* Exercise goal: Below are records; extract exactly the lines from the one containing "Each instance receives one keypoint. Put a point on the paved" through the last, both included, and keep the pictures out.

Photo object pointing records
* * *

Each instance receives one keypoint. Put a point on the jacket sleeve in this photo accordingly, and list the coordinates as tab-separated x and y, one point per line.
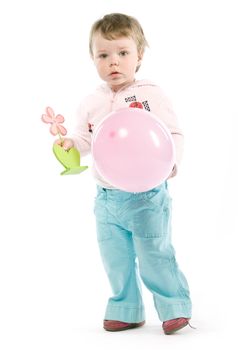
81	135
161	106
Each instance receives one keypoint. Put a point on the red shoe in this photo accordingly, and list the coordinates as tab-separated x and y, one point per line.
117	326
172	326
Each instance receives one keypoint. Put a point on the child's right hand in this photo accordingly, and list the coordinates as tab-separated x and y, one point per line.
65	143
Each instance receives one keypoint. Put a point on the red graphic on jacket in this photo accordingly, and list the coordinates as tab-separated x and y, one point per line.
136	104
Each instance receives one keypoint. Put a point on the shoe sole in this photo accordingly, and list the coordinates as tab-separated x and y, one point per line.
176	329
131	326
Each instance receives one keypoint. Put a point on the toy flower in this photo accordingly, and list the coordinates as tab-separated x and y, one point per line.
55	120
70	159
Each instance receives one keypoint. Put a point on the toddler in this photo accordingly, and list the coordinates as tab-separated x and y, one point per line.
133	229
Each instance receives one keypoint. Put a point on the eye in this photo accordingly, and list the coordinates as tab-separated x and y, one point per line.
124	53
103	55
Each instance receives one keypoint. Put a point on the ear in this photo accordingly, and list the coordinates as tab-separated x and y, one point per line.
140	57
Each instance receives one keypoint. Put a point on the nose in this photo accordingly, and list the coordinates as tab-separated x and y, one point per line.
113	61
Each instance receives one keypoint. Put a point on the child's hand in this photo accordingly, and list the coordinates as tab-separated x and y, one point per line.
65	143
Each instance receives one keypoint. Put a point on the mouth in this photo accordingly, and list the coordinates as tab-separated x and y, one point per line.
114	74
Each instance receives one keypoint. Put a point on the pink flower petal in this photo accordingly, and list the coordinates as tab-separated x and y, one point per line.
50	112
54	129
46	119
62	130
59	118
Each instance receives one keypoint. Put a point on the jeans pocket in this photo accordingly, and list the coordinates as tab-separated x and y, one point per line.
101	214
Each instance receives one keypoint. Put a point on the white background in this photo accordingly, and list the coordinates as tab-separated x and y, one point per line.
53	289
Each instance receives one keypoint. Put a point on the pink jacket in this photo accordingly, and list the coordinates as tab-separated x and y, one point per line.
142	93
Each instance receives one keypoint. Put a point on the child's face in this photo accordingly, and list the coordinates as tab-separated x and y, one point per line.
116	60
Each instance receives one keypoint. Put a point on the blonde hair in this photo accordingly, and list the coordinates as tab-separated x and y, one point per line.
116	25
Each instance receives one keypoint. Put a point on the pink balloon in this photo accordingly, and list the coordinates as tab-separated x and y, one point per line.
133	150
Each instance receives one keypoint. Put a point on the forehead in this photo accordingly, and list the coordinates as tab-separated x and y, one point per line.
101	43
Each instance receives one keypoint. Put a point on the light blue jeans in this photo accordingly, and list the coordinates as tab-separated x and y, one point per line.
136	227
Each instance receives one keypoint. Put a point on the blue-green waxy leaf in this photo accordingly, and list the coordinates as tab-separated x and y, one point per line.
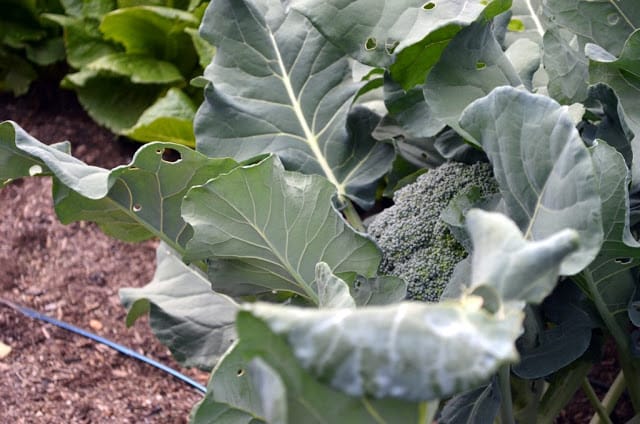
518	269
545	173
622	74
475	406
193	321
271	389
567	68
410	34
472	65
332	291
278	86
232	386
412	350
168	119
263	228
608	277
131	202
603	22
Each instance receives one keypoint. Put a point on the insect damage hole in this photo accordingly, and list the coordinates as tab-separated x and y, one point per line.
623	261
171	155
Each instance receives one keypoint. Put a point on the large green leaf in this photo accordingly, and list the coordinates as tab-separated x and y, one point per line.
149	30
544	171
265	229
111	100
479	406
281	87
140	69
196	323
308	401
168	119
472	65
17	162
623	76
620	251
131	202
606	23
144	197
525	21
410	34
83	40
413	350
516	268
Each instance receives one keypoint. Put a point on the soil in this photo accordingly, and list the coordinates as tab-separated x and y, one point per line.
73	273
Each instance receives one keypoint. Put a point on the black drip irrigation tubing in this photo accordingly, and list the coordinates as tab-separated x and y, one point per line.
115	346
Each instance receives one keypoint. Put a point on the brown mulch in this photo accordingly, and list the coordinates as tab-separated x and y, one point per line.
73	273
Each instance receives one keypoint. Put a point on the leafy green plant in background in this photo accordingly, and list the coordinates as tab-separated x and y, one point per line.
292	145
134	62
28	43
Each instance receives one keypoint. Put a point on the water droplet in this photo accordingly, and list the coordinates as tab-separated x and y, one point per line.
370	44
35	170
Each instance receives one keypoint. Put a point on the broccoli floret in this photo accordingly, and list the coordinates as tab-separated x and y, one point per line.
416	245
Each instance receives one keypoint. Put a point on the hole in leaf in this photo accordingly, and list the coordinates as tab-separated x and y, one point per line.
623	261
516	25
391	47
613	19
171	155
370	44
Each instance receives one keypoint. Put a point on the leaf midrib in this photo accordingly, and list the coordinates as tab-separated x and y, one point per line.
310	138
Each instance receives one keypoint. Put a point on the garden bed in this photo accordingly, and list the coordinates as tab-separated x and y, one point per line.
73	273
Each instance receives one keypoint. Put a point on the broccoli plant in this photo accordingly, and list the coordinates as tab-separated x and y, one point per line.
417	245
315	109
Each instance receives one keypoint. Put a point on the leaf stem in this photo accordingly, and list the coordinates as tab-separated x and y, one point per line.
629	368
595	402
563	385
506	404
351	215
612	396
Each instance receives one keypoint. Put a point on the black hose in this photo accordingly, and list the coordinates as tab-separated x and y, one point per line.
115	346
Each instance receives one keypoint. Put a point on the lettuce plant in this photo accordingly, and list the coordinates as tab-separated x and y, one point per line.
134	62
266	275
28	43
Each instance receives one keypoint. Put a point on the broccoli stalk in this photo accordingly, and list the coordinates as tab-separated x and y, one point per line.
416	244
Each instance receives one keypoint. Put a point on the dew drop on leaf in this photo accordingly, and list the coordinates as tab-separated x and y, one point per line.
35	170
370	44
613	19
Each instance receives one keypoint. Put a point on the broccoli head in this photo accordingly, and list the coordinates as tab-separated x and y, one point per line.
416	244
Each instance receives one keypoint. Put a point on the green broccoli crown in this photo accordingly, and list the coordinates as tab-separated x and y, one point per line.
416	244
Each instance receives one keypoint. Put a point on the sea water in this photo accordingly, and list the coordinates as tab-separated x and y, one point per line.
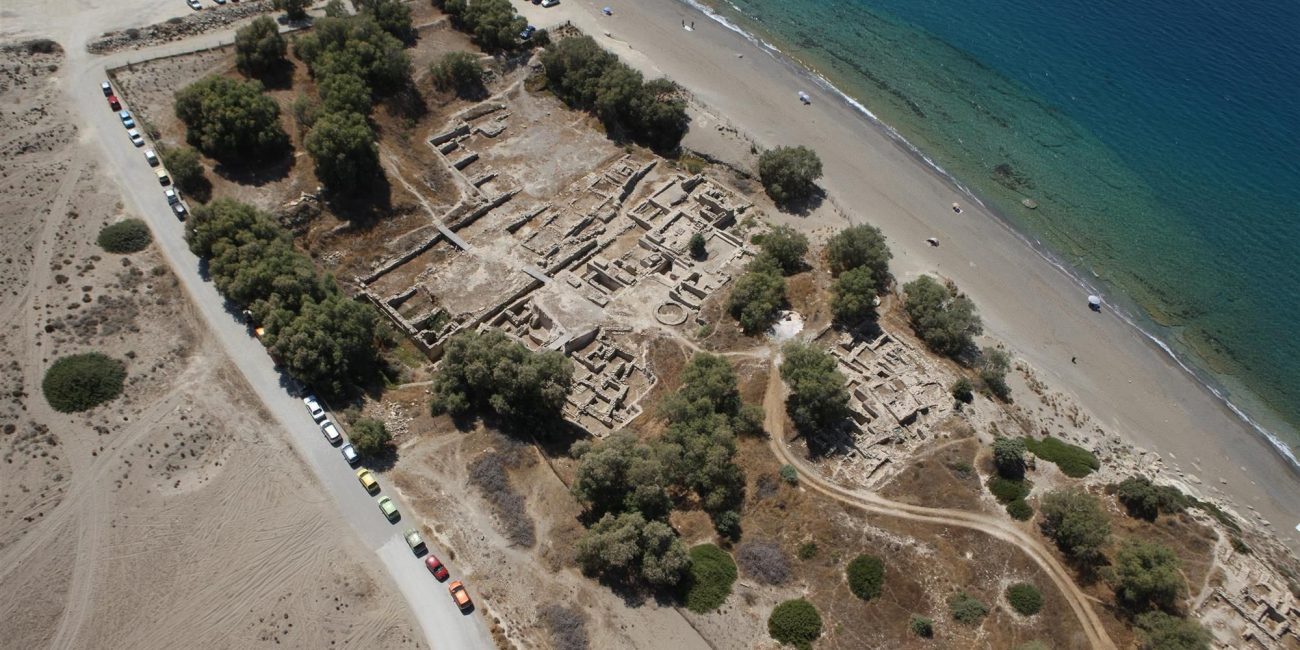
1160	142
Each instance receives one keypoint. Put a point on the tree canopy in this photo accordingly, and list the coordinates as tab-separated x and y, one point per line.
232	120
789	173
259	47
947	323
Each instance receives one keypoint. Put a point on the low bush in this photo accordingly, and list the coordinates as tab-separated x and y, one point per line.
83	381
125	237
866	576
966	609
1025	598
794	623
1074	462
710	579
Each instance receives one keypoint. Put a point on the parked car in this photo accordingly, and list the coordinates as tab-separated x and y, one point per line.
313	407
332	432
349	454
368	481
415	541
389	508
436	567
460	596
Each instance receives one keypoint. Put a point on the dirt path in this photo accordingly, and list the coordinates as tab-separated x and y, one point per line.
774	410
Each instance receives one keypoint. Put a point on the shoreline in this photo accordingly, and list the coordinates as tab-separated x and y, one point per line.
1125	307
1127	384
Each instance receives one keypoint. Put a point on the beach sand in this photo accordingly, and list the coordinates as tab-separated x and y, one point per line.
1122	380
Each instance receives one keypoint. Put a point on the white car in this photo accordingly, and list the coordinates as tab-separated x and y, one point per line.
332	432
313	407
349	454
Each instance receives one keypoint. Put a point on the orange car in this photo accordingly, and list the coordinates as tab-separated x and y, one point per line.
460	596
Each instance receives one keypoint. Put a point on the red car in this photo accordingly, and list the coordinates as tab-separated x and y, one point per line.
436	567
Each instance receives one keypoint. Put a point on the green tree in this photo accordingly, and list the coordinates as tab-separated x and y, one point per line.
859	246
818	397
369	436
758	295
83	381
343	148
993	364
697	246
489	371
393	16
345	94
1077	523
629	547
620	475
789	173
459	72
853	297
947	323
1158	631
232	120
259	47
785	246
794	623
866	576
1009	458
1148	575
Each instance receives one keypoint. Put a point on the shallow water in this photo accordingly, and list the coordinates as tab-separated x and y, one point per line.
1161	143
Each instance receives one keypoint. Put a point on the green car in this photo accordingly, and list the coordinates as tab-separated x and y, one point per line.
414	541
389	508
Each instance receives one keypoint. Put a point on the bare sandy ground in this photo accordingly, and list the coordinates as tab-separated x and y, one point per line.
173	516
1126	384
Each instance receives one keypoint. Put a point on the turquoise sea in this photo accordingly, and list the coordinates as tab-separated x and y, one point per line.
1160	141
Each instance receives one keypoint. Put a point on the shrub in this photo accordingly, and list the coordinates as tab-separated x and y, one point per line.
947	323
789	173
763	560
710	579
1158	631
1074	462
125	237
794	623
459	72
567	627
1075	521
232	120
259	47
369	436
922	625
1148	575
966	609
866	576
784	246
83	381
789	475
861	247
1025	598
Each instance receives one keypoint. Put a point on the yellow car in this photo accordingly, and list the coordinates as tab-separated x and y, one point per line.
368	481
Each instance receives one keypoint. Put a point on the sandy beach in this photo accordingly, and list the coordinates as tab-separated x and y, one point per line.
1123	381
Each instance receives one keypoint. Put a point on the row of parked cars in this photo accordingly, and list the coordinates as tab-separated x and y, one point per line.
133	131
459	594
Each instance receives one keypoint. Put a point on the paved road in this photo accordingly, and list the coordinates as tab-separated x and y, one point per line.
443	625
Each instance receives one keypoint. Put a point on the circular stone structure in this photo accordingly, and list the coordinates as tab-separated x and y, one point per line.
671	313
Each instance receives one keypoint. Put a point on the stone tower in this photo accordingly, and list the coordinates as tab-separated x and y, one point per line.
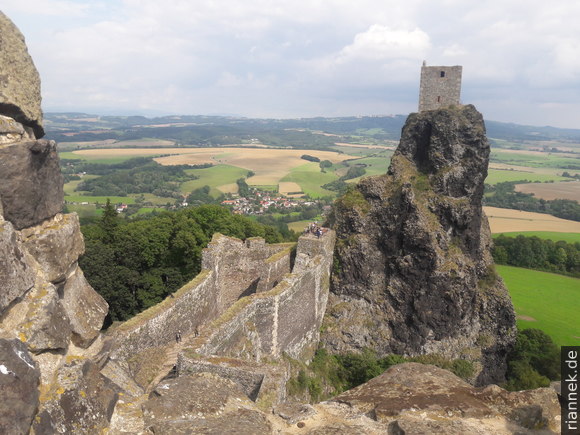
440	86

* * *

* Solution for this problem:
Each instance receives one keypoint. Put a point on the paved road in this photo accordingly, and list the coordinates as tab-separated x and y, one point per line.
443	625
Each instance receives one keypoint. Put a point on the circular stone structure in this photo accordingly, and list the coordinates as tab-separated x and y, one point per line.
671	313
Each instance receives one keypoint. Put a point on the stone tower in this photo accordingly, and list the coordinates as tab-separated x and y, one point per line.
440	86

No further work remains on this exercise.